* START *
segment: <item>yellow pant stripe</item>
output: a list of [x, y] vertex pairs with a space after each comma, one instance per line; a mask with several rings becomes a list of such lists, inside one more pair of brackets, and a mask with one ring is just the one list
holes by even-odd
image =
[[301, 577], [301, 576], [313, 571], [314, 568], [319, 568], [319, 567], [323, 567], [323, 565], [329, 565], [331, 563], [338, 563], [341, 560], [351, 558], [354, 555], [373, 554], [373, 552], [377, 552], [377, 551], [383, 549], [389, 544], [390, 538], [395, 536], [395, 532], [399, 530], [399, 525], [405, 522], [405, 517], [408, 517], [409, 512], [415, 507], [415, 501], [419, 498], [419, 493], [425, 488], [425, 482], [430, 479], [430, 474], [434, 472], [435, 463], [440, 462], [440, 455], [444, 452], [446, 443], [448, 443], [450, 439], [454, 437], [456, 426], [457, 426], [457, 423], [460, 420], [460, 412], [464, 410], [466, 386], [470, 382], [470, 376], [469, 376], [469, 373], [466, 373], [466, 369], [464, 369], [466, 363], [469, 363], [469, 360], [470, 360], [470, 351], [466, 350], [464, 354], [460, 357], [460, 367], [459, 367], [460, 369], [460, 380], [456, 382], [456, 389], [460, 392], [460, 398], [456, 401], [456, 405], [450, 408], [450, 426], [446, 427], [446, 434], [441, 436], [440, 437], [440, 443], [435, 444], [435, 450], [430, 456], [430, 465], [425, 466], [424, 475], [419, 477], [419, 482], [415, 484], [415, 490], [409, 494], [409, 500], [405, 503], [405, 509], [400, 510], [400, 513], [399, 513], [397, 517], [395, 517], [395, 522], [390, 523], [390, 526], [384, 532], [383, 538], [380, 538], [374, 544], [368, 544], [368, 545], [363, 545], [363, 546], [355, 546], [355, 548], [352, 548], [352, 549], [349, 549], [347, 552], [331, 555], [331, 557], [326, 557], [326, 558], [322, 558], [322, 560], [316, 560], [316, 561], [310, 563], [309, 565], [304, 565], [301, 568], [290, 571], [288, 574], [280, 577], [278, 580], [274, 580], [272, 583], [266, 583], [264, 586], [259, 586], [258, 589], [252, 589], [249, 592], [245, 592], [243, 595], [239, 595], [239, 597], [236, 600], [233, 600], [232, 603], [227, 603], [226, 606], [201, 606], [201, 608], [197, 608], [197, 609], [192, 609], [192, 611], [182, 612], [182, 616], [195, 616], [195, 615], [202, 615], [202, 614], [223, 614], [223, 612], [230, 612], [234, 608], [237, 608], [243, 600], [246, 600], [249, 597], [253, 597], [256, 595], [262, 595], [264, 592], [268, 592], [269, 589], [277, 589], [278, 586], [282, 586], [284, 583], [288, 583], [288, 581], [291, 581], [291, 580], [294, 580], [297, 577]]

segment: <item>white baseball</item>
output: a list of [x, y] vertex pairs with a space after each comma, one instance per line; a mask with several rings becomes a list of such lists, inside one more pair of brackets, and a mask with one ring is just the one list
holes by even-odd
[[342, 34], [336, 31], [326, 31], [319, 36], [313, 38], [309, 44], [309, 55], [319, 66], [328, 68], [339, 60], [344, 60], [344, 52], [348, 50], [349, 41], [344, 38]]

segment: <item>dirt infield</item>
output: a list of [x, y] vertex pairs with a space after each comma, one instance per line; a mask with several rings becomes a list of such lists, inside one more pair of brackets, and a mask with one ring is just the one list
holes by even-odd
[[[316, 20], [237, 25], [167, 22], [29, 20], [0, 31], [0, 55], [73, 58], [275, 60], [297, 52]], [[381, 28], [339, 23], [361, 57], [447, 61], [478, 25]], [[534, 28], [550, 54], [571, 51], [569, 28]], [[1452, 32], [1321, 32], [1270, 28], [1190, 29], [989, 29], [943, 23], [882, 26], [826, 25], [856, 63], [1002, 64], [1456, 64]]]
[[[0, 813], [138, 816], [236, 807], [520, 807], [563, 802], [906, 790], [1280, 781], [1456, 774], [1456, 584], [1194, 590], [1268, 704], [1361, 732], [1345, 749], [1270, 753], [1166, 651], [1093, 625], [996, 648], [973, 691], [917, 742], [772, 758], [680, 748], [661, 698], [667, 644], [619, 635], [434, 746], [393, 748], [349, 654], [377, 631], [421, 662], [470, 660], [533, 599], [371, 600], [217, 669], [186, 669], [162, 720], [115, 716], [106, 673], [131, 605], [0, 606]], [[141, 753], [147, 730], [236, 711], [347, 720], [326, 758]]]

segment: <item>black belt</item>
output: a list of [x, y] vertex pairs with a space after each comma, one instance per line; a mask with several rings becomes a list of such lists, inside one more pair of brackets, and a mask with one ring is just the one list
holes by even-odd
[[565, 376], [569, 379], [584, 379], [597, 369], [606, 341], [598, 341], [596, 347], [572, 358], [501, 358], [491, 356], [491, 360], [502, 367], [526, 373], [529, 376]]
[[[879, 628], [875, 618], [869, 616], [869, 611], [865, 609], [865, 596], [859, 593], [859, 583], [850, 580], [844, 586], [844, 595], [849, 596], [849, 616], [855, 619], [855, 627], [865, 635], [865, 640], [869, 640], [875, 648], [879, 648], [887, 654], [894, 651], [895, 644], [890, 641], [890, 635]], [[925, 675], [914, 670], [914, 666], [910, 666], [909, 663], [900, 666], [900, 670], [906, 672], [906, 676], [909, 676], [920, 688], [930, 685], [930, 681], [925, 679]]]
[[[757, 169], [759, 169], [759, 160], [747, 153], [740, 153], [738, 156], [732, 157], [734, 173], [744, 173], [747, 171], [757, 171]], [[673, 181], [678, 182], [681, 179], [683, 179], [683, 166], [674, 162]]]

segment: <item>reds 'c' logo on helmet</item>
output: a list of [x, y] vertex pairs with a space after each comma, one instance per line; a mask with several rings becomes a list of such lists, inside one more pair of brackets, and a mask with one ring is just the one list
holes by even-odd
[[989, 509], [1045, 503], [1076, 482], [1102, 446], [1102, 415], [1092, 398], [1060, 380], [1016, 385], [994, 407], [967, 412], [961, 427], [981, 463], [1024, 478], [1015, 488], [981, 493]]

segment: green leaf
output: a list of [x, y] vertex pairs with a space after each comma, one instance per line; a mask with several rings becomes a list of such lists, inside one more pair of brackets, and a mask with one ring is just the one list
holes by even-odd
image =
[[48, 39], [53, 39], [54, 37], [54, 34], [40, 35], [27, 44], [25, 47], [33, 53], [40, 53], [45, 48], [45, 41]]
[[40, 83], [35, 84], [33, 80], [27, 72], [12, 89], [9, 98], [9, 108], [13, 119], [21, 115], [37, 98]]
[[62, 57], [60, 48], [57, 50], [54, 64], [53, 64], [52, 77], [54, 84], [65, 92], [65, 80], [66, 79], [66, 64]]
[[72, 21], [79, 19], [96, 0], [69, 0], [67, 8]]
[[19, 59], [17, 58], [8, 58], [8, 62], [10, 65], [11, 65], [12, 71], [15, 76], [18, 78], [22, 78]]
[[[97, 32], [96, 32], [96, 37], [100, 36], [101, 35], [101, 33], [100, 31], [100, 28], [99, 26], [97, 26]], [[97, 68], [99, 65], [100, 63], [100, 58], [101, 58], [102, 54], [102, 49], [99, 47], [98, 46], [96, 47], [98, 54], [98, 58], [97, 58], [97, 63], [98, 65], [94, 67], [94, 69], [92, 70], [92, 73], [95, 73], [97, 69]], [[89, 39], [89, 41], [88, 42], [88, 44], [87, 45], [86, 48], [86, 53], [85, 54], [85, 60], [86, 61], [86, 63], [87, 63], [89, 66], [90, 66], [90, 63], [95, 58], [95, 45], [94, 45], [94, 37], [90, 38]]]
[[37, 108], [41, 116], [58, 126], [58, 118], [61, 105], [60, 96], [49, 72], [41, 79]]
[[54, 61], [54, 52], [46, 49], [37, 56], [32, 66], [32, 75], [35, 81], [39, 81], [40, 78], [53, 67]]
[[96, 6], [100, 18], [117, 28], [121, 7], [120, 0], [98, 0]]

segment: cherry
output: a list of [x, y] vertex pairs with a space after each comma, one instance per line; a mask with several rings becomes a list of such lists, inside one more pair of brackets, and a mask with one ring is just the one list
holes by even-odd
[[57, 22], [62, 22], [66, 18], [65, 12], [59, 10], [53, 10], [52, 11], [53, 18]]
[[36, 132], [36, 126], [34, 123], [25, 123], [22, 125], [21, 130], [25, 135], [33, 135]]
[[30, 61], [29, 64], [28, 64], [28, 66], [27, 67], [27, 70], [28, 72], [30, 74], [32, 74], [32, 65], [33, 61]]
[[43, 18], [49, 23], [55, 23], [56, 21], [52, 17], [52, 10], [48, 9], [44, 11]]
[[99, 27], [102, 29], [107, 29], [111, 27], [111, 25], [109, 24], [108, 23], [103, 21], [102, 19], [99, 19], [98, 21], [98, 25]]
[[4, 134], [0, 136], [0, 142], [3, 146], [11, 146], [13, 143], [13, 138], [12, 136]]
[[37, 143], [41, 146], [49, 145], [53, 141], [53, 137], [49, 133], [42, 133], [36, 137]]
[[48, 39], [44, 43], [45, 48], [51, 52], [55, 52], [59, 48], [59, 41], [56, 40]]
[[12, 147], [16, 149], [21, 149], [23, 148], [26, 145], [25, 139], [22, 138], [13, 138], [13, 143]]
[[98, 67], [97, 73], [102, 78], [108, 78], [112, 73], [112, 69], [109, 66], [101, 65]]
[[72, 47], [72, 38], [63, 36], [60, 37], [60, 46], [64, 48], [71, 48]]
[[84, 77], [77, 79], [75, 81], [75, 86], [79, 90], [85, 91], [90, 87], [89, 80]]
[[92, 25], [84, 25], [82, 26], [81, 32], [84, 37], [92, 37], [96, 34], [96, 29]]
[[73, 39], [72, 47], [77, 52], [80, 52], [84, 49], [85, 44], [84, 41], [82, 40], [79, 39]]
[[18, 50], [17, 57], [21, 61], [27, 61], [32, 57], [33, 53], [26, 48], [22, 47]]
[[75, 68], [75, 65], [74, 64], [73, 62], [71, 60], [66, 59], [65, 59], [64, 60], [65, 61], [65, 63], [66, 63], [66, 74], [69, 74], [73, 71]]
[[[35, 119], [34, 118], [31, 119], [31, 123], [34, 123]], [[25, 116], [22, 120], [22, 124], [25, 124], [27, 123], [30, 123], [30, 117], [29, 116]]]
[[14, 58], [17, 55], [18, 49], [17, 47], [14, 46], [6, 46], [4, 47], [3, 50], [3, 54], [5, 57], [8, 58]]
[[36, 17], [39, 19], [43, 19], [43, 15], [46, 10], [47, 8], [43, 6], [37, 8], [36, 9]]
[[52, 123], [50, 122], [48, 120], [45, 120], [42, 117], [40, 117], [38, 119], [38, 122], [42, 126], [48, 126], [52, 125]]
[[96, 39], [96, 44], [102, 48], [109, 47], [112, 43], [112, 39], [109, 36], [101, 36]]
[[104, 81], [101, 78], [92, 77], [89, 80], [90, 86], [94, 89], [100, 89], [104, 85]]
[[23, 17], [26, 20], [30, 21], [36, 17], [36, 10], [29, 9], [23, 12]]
* END *
## Exercise prompt
Replace "cherry" with "strawberry" in the part that opens with the line containing "segment: cherry" and closes with the line containing "87], [89, 80]]", and give those lines again with nothing else changed.

## Answer
segment: strawberry
output: a list of [x, y] vertex pairs with a space after each comma, one instance per line; a mask with several rings becomes a list of such lists, inside one more pair of brackets, and a mask with one ring is just the one list
holes by even-odd
[[57, 22], [62, 22], [66, 18], [65, 12], [59, 10], [53, 10], [52, 11], [53, 18]]
[[36, 132], [36, 126], [34, 123], [25, 123], [22, 125], [21, 130], [25, 135], [33, 135]]
[[30, 61], [29, 64], [28, 64], [28, 66], [27, 67], [27, 70], [28, 72], [30, 74], [32, 74], [32, 65], [33, 61]]
[[43, 18], [49, 23], [55, 23], [56, 21], [52, 17], [52, 10], [48, 9], [44, 11]]
[[99, 27], [102, 29], [107, 29], [111, 27], [111, 25], [109, 24], [108, 23], [103, 21], [102, 19], [99, 19], [98, 21], [98, 25]]
[[4, 134], [0, 136], [0, 142], [3, 146], [11, 146], [13, 143], [13, 138], [12, 136]]
[[37, 143], [41, 146], [49, 145], [53, 141], [53, 137], [49, 133], [42, 133], [36, 137]]
[[48, 39], [44, 43], [45, 48], [51, 52], [55, 52], [59, 48], [59, 41], [56, 40]]
[[12, 147], [16, 149], [21, 149], [23, 148], [26, 145], [25, 139], [22, 138], [13, 138], [13, 143]]
[[98, 67], [97, 73], [102, 78], [108, 78], [112, 73], [112, 69], [109, 66], [101, 65]]
[[72, 47], [72, 38], [63, 36], [60, 37], [60, 46], [64, 48], [71, 48]]
[[84, 77], [77, 79], [75, 81], [75, 86], [79, 90], [85, 91], [90, 87], [89, 80]]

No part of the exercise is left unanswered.